Rewrite the rows from the line with "Mark every instance of the beach bag with strap" to the line with "<point>158,529</point>", substituting "green parasol" for "green umbrella" and leaving everything else unchanged.

MATERIAL TO PROCESS
########
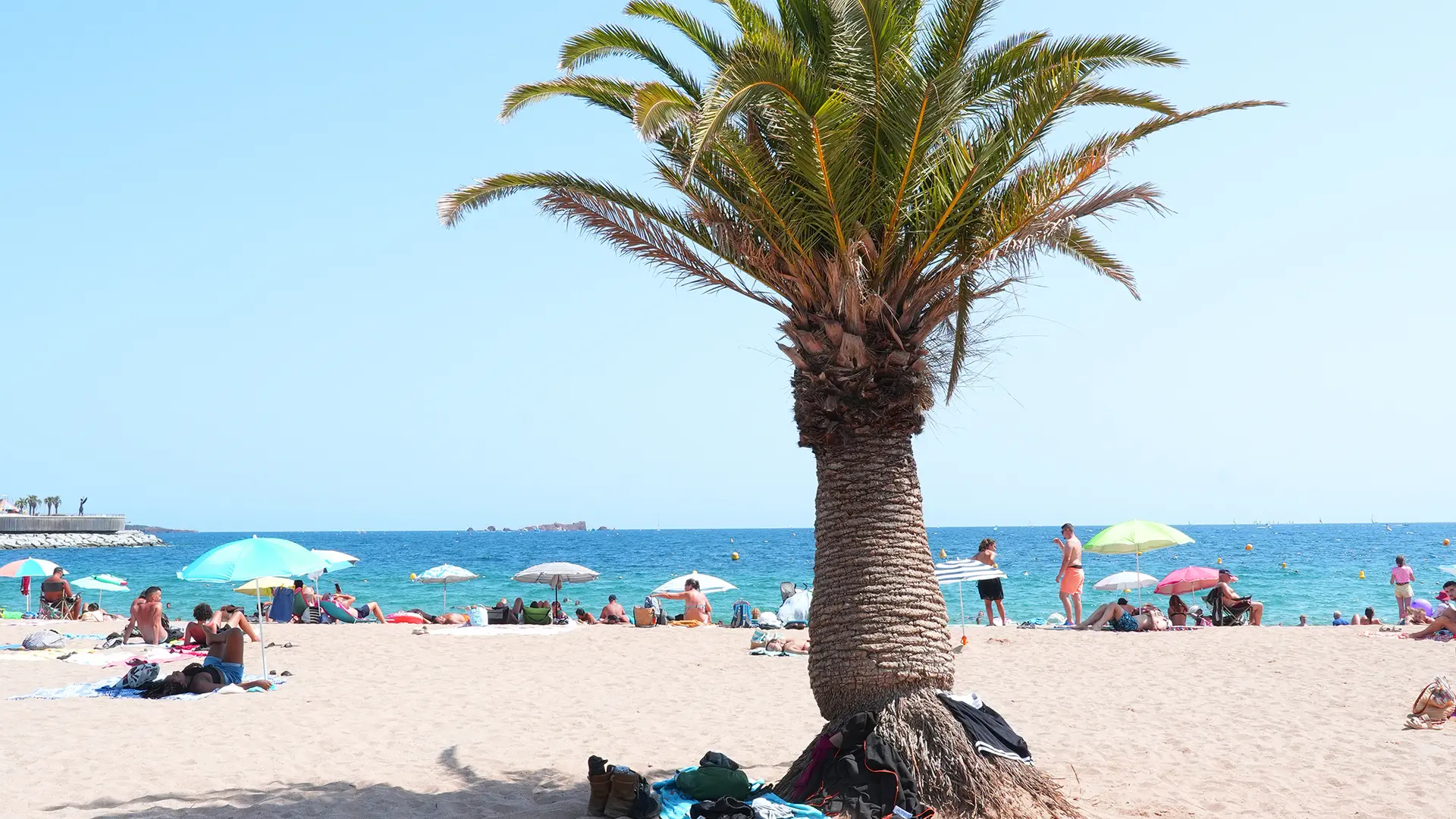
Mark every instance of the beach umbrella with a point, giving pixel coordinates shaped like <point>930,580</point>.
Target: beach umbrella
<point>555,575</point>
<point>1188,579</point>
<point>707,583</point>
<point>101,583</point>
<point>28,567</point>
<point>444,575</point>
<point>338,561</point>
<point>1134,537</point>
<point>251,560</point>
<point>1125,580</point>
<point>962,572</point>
########
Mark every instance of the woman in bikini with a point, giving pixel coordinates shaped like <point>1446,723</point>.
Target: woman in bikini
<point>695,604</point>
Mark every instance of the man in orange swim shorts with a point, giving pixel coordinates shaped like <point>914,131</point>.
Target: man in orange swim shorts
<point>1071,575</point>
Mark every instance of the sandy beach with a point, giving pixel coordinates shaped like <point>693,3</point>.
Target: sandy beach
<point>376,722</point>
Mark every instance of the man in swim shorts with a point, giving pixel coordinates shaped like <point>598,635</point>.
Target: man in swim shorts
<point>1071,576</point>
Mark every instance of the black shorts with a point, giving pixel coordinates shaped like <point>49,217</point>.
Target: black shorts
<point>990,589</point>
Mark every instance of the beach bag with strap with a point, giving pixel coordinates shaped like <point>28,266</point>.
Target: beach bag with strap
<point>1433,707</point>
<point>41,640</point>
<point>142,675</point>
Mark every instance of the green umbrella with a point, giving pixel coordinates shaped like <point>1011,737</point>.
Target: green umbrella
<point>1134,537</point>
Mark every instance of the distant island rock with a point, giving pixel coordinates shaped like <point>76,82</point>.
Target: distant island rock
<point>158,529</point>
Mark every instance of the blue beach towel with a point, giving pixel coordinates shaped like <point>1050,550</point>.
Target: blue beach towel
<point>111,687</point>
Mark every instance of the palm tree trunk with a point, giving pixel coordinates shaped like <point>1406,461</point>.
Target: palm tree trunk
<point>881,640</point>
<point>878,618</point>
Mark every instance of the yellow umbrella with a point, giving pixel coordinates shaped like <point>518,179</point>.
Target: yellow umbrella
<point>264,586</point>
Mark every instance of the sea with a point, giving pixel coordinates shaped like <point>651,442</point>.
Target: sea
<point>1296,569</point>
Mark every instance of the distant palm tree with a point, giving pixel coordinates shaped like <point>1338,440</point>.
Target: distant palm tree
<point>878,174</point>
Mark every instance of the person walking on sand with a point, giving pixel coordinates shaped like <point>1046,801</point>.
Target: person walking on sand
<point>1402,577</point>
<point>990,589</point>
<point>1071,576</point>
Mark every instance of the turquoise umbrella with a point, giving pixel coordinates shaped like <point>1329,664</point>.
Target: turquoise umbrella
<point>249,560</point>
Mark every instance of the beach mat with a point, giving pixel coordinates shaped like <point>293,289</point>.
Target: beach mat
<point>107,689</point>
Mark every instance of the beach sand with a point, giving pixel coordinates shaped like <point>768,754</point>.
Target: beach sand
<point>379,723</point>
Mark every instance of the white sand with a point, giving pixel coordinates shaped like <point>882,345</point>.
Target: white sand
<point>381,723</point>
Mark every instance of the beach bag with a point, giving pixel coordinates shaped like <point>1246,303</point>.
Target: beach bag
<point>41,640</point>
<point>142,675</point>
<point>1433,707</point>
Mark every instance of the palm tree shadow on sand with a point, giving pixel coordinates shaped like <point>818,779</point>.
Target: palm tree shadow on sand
########
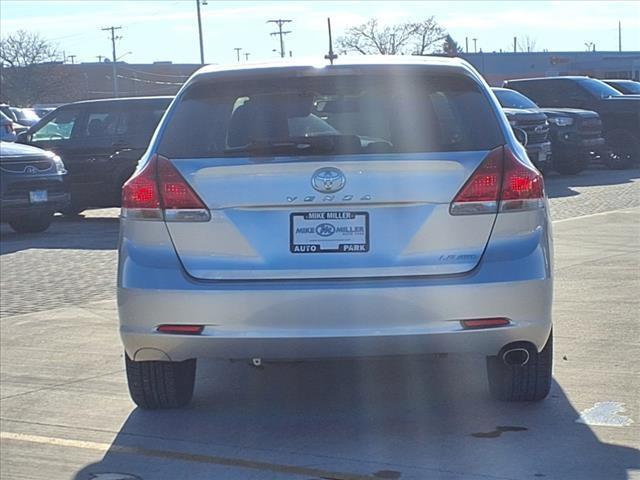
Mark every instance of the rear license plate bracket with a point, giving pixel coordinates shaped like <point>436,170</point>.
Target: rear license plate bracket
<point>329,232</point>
########
EXERCISE SOLUTION
Mark every instance of the beach bag with strap with a point, giving pixel coordinates shaped like <point>28,266</point>.
Target: beach bag with strap
<point>1433,707</point>
<point>41,640</point>
<point>142,675</point>
Mark every instance of the green parasol with a point, giving pixel coordinates shaped like <point>1011,737</point>.
Target: green parasol
<point>1134,537</point>
Mark every instance of the distant island rock with a point, giving pixel coordinates shaped like <point>76,82</point>.
Target: distant island rock
<point>158,529</point>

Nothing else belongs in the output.